▸ Task to carry out
Write out the entries exactly, leaving out every picture.

-------- Task input

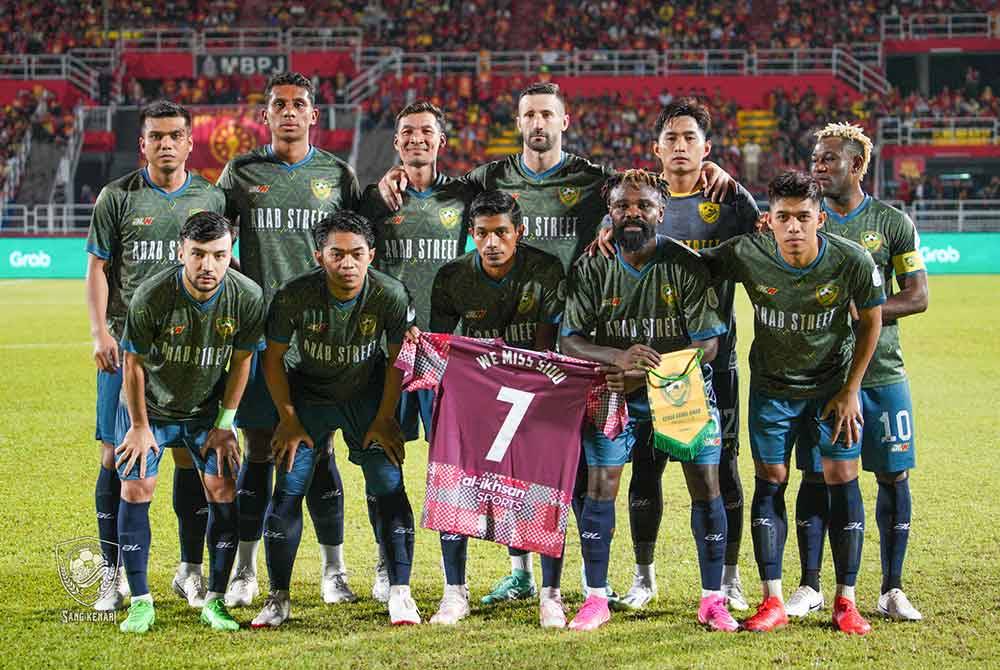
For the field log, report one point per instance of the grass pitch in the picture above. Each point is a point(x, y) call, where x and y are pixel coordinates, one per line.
point(49, 461)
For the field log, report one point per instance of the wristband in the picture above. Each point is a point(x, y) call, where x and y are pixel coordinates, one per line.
point(225, 418)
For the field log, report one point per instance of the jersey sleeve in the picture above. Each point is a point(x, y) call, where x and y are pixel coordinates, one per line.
point(282, 319)
point(722, 262)
point(553, 294)
point(868, 290)
point(444, 316)
point(227, 185)
point(746, 210)
point(399, 316)
point(904, 246)
point(699, 301)
point(580, 317)
point(104, 233)
point(140, 325)
point(251, 324)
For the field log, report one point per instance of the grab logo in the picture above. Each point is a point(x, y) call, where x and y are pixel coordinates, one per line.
point(947, 255)
point(38, 259)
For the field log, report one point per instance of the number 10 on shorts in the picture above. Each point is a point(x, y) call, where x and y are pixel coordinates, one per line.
point(519, 401)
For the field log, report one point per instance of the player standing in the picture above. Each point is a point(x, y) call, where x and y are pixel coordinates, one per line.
point(513, 291)
point(133, 234)
point(277, 193)
point(839, 163)
point(653, 297)
point(185, 327)
point(806, 366)
point(337, 316)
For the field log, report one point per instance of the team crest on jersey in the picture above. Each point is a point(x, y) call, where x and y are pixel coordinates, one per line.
point(667, 293)
point(225, 326)
point(449, 217)
point(826, 294)
point(871, 240)
point(317, 327)
point(322, 188)
point(709, 212)
point(569, 195)
point(367, 324)
point(526, 303)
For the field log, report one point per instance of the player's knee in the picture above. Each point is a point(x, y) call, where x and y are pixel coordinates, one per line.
point(138, 490)
point(891, 478)
point(258, 443)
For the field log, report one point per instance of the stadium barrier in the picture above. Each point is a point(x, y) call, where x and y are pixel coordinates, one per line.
point(66, 257)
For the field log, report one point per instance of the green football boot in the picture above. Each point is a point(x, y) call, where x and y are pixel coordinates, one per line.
point(141, 617)
point(511, 587)
point(215, 614)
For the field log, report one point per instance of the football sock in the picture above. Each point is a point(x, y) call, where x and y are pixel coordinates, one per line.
point(253, 493)
point(282, 534)
point(645, 505)
point(892, 513)
point(134, 535)
point(597, 523)
point(325, 500)
point(223, 528)
point(191, 509)
point(107, 497)
point(812, 510)
point(708, 525)
point(768, 527)
point(732, 498)
point(395, 526)
point(454, 550)
point(551, 570)
point(847, 530)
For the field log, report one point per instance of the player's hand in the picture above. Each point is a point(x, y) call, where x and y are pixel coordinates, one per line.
point(106, 354)
point(715, 182)
point(638, 357)
point(615, 378)
point(845, 408)
point(392, 186)
point(602, 243)
point(412, 335)
point(138, 442)
point(385, 433)
point(287, 437)
point(227, 450)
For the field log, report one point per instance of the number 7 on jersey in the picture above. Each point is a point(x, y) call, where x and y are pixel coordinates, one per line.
point(519, 401)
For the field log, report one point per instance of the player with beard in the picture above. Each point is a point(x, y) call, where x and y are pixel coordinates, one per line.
point(839, 163)
point(559, 194)
point(189, 339)
point(652, 298)
point(135, 233)
point(277, 192)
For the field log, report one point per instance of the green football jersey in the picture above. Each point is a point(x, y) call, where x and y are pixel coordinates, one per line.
point(277, 204)
point(701, 224)
point(803, 341)
point(186, 345)
point(413, 243)
point(532, 292)
point(562, 208)
point(136, 227)
point(339, 344)
point(891, 238)
point(665, 305)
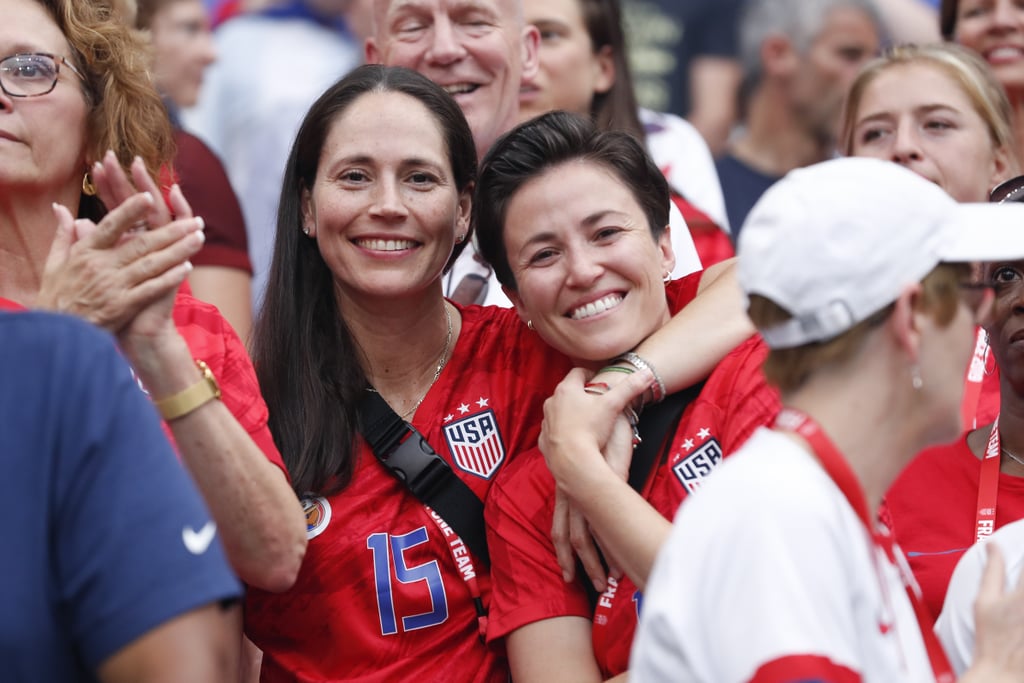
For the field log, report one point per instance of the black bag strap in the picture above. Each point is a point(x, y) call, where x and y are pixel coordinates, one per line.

----------------

▸ Exercise output
For the field log, report one point per instance of the grass pitch in the picture above. Each point is a point(x, y) call, where x and y are pixel coordinates, one per line.
point(49, 461)
For the field log, report one point per instance of the wristband in the picture above. Each point is a point(x, y) call, where x and y are pixel coordinates, one per line.
point(225, 418)
For the field log, report one point per instance of the jersey sleeve in the picture above. Each point is a point(x, y) call, where x and y are pixel coordinates, one per line.
point(282, 319)
point(722, 262)
point(553, 294)
point(868, 290)
point(444, 316)
point(227, 185)
point(746, 210)
point(399, 316)
point(904, 246)
point(699, 301)
point(580, 317)
point(104, 233)
point(140, 325)
point(251, 324)
For the field log, report one point per instance of the grab logo in the picture above. Each point is a point(x, y) call, where x and y are pixel coordinates, one per line.
point(947, 255)
point(38, 259)
For the field log, report one point per instance of the number 10 on shorts in the picture above. Each point is a point(x, y) call, where x and y are pixel coordinates, one per line.
point(519, 401)
For the field log, report one point per instance of the player standing in the picture above. Each point is a point(x, y) call, where x and y are pixel coordinates, one per line.
point(513, 291)
point(133, 234)
point(277, 193)
point(839, 163)
point(653, 297)
point(185, 327)
point(806, 366)
point(337, 316)
For the field log, report one point per instance of the team crest on jersey in the picture above. Each point is a point(x, y) call, where x and y are pixel coordinates, one per line.
point(667, 293)
point(225, 326)
point(449, 217)
point(826, 294)
point(871, 240)
point(317, 327)
point(322, 188)
point(709, 212)
point(569, 195)
point(367, 324)
point(526, 303)
For the field log, report one point per instance of the player's knee in the picture above. Each point is a point(x, y) call, where x and y are pixel coordinates, one per line.
point(138, 490)
point(891, 478)
point(258, 443)
For the field log, report one point per instance of the stadium barrier in the picture above. Each point is a point(x, y) call, where x and y are pixel coordinates, one per line.
point(66, 257)
For the field log, report one point per instance of the green football boot in the picture above. Each point is a point(x, y) call, where x and y are pixel coordinates, one per line.
point(141, 617)
point(511, 587)
point(215, 614)
For the field log, report one point per instance of the football sock in the picture above. Each point is a point(x, y) call, where x and y are pixel coordinates, one per line.
point(253, 493)
point(282, 534)
point(645, 505)
point(892, 513)
point(134, 535)
point(597, 523)
point(325, 500)
point(223, 528)
point(191, 509)
point(107, 497)
point(812, 510)
point(708, 525)
point(768, 527)
point(732, 498)
point(395, 526)
point(454, 550)
point(551, 570)
point(847, 530)
For the field log, report one point per instance of the player's hand in the picture above. Each point is a point(x, y) call, where x and y are pixel coordinates, one per line.
point(106, 354)
point(715, 182)
point(638, 357)
point(615, 378)
point(845, 408)
point(392, 186)
point(602, 243)
point(412, 335)
point(138, 442)
point(385, 433)
point(287, 437)
point(227, 450)
For the field log, report one point per instance of the number 7 on jersey in the picture above. Each point is a point(x, y) call, where x and y are pixel coordinates, one per line.
point(519, 401)
For the field log, report one point per instance of the player with beard in the picture above. Each point is a point(x, y) call, where x and y are pixel coordinates, one per line.
point(839, 163)
point(559, 194)
point(189, 339)
point(652, 298)
point(135, 233)
point(277, 192)
For the field log, report one point per instance of the green football jersey in the picture above. Each point is a point(x, y) call, where x and y are pixel coordinates, one per line.
point(277, 204)
point(701, 224)
point(803, 341)
point(186, 345)
point(413, 243)
point(532, 292)
point(562, 208)
point(136, 227)
point(339, 344)
point(891, 238)
point(665, 305)
For the field log, report one point per instance of the black bag strap in the picture above. Each point is a point(x, y) call, where x and y are pixel coordinates, one per line.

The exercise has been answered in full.